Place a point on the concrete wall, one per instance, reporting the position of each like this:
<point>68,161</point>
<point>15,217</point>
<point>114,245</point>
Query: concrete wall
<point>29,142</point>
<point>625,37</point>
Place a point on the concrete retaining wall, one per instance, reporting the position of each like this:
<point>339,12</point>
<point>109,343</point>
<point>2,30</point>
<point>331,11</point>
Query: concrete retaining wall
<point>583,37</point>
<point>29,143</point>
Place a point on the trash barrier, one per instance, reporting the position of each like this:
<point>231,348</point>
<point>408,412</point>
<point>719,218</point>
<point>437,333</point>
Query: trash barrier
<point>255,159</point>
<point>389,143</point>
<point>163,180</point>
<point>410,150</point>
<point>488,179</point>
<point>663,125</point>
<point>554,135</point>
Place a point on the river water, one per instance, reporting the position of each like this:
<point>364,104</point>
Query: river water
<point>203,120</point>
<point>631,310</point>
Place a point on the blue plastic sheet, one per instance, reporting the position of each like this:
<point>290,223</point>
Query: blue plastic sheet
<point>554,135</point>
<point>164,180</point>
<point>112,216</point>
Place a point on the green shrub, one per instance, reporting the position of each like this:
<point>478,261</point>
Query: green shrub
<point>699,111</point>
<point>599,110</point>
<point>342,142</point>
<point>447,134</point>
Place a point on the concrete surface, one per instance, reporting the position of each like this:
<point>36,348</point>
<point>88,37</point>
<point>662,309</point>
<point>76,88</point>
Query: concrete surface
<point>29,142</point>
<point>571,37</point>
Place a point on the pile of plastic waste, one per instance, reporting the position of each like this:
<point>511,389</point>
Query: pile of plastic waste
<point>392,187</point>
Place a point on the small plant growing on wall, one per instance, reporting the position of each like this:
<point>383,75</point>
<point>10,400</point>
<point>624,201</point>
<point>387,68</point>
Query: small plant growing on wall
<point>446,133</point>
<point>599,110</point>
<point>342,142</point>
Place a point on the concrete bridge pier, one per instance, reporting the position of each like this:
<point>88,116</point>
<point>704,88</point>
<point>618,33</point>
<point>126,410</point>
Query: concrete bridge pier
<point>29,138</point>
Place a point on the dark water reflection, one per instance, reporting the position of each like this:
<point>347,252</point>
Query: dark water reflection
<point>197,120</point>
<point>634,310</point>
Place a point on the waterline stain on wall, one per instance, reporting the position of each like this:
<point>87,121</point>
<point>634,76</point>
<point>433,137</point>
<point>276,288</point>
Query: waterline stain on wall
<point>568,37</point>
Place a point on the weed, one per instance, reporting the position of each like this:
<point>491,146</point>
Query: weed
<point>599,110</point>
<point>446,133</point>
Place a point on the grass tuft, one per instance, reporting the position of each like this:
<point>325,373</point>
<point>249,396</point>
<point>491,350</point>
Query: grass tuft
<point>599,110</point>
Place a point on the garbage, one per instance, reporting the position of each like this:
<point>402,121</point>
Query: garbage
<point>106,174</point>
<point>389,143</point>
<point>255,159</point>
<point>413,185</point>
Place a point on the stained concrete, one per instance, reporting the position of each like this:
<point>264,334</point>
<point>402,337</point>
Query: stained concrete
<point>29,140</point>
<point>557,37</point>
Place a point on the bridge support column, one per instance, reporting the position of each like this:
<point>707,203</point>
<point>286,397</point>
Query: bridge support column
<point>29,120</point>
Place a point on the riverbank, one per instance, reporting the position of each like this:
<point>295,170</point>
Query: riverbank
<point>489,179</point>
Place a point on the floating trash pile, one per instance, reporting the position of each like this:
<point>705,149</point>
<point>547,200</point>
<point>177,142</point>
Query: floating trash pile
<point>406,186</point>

PROBLEM STATEMENT:
All of the data must be set down again exactly.

ANSWER SECTION:
Place a point on the concrete wall, one per instance, reporting the position of each like this:
<point>68,161</point>
<point>15,217</point>
<point>114,245</point>
Query: concrete wall
<point>29,142</point>
<point>625,37</point>
Place a point on the concrete retaining wall, one per instance, reporting the position of each like this:
<point>339,12</point>
<point>109,343</point>
<point>2,30</point>
<point>331,11</point>
Query: concrete retaining wall
<point>583,37</point>
<point>29,143</point>
Place a point on the trash barrier, one per instance, reporting the position of each like this:
<point>231,348</point>
<point>408,412</point>
<point>719,218</point>
<point>437,333</point>
Query: trash barrier
<point>255,159</point>
<point>389,143</point>
<point>163,180</point>
<point>410,150</point>
<point>488,179</point>
<point>663,125</point>
<point>554,135</point>
Place a point on the river water, one per instance, reporting the position of each like this:
<point>364,104</point>
Query: river water
<point>203,120</point>
<point>631,310</point>
Place a point on the blue plastic sheet, one per instance, reporting the position of each like this:
<point>290,223</point>
Query: blue plastic sheet
<point>554,135</point>
<point>164,180</point>
<point>112,216</point>
Place a point on the green shrub, one per instance, reporting the position of each like this:
<point>478,261</point>
Query: green shrub
<point>699,111</point>
<point>599,110</point>
<point>342,142</point>
<point>447,134</point>
Place a point on the concrete surface, one per instance, reporting the position of each like this:
<point>36,348</point>
<point>88,37</point>
<point>662,309</point>
<point>76,88</point>
Query: concrete surface
<point>29,142</point>
<point>571,37</point>
Place a point on the pile of plastic waste, one per instance, reporting the position of each like this:
<point>511,389</point>
Query: pile of plastic waste
<point>392,187</point>
Place a point on the small plant growing on wall, one per instance, reporting the position of each like this:
<point>383,75</point>
<point>10,400</point>
<point>624,201</point>
<point>387,68</point>
Query: small plant growing on wall
<point>446,133</point>
<point>599,110</point>
<point>342,142</point>
Place a point on the concrete bridge pier, one per instance, reporting the position of each like this:
<point>88,116</point>
<point>704,88</point>
<point>618,33</point>
<point>126,410</point>
Query: concrete bridge pier
<point>29,138</point>
Place a point on the dark water reflection, one per instance, reporting the position of each like this:
<point>347,252</point>
Query: dark water reflection
<point>197,120</point>
<point>634,310</point>
Place a point on the waterline stain on wall, one per instance, reporting the position of each like this:
<point>87,121</point>
<point>634,76</point>
<point>433,137</point>
<point>276,288</point>
Query: waterline stain on wall
<point>568,37</point>
Place a point on the weed, one per instance, reporting the position of each like this:
<point>491,146</point>
Query: weed
<point>599,110</point>
<point>446,133</point>
Place a point on the grass tuft, one per instance, reporting the position of each like this:
<point>325,373</point>
<point>249,396</point>
<point>491,350</point>
Query: grass tuft
<point>599,110</point>
Place a point on the garbage, one per instance, reporting the position of each like this:
<point>402,121</point>
Query: garbage
<point>106,174</point>
<point>389,143</point>
<point>255,159</point>
<point>413,185</point>
Place a point on the stained concrete, one per instance, reporting the position of each like this:
<point>264,334</point>
<point>402,337</point>
Query: stained concrete
<point>29,140</point>
<point>557,37</point>
Place a point on the bridge support column, one per instance, reporting the position of each like this:
<point>707,203</point>
<point>286,397</point>
Query: bridge support column
<point>29,120</point>
Place a point on the riverbank, one per instance, reporting the position of each like this:
<point>295,170</point>
Query: riverbank
<point>489,179</point>
Place a point on the floating trash pile, one per instance, reporting the position of each like this:
<point>705,149</point>
<point>547,200</point>
<point>177,142</point>
Query: floating trash pile
<point>406,186</point>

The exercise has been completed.